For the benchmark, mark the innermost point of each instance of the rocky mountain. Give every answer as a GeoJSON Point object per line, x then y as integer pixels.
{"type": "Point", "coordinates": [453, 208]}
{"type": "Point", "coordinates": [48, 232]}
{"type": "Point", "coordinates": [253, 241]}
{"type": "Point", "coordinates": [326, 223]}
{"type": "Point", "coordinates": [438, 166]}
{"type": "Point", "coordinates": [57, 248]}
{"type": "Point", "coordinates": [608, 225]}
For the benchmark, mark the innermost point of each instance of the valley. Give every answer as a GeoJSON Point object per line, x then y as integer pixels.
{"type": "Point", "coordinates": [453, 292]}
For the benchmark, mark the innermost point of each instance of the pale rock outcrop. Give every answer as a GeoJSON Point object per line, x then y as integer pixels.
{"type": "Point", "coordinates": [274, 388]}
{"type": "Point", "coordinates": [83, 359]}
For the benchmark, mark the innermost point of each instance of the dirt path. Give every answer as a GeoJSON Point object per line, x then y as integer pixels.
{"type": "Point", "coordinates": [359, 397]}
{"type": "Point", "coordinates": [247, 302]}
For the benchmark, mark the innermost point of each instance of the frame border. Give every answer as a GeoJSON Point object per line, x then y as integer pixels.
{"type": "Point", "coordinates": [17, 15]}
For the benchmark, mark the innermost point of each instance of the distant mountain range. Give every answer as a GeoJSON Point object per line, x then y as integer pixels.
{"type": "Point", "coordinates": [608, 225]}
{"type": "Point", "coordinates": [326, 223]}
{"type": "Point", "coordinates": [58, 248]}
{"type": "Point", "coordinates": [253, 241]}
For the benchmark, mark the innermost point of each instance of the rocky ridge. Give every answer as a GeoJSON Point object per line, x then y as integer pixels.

▶ _WORK INSTRUCTIONS_
Recast all the entries above as a Markdown table with the columns Row and Line. Put each nonblank line in its own row with its row number, and leave out blank lines.

▶ _SOLUTION FOR THIS EXERCISE_
| Row | Line |
|---|---|
| 1 | For the benchmark, mark the innermost point of each instance of the rocky mountain. Give every answer as a GeoJSON Point object per line, x then y as integer pixels. |
| 2 | {"type": "Point", "coordinates": [453, 208]} |
| 3 | {"type": "Point", "coordinates": [48, 232]} |
| 4 | {"type": "Point", "coordinates": [253, 241]} |
| 5 | {"type": "Point", "coordinates": [326, 223]} |
| 6 | {"type": "Point", "coordinates": [438, 166]} |
| 7 | {"type": "Point", "coordinates": [57, 248]} |
| 8 | {"type": "Point", "coordinates": [608, 225]} |
| 9 | For the benchmark, mark the innermost point of each instance of the valley. Give every answer as a GeoJSON Point object per line, x then y as integer pixels. |
| 10 | {"type": "Point", "coordinates": [453, 292]} |
| 11 | For the benchmark, mark the innermost point of each instance of the pale rock outcrop. Give every answer as a GeoJSON Point object per line, x then y as integer pixels. |
| 12 | {"type": "Point", "coordinates": [274, 388]} |
| 13 | {"type": "Point", "coordinates": [83, 359]} |
| 14 | For the benchmark, mark the innermost point of each instance of the dirt path. Give every answer as a GeoJSON Point object per line, x then y as integer pixels. |
| 15 | {"type": "Point", "coordinates": [359, 397]} |
| 16 | {"type": "Point", "coordinates": [247, 302]} |
| 17 | For the benchmark, mark the innermost point of each instance of the frame border. Give every answer as a GeoJSON Point object per line, x then y as integer pixels. |
| 18 | {"type": "Point", "coordinates": [17, 15]} |
| 19 | For the benchmark, mark the innermost point of each instance of the distant mountain range. Give every answer as a GeoJSON Point object per line, x then y as integer pixels. |
| 20 | {"type": "Point", "coordinates": [608, 225]} |
| 21 | {"type": "Point", "coordinates": [326, 223]} |
| 22 | {"type": "Point", "coordinates": [58, 248]} |
| 23 | {"type": "Point", "coordinates": [253, 241]} |
| 24 | For the benchmark, mark the innermost point of each instance of the rocky ridge. Give every answer as a GeoJSON Point object per line, x then y as integer pixels. |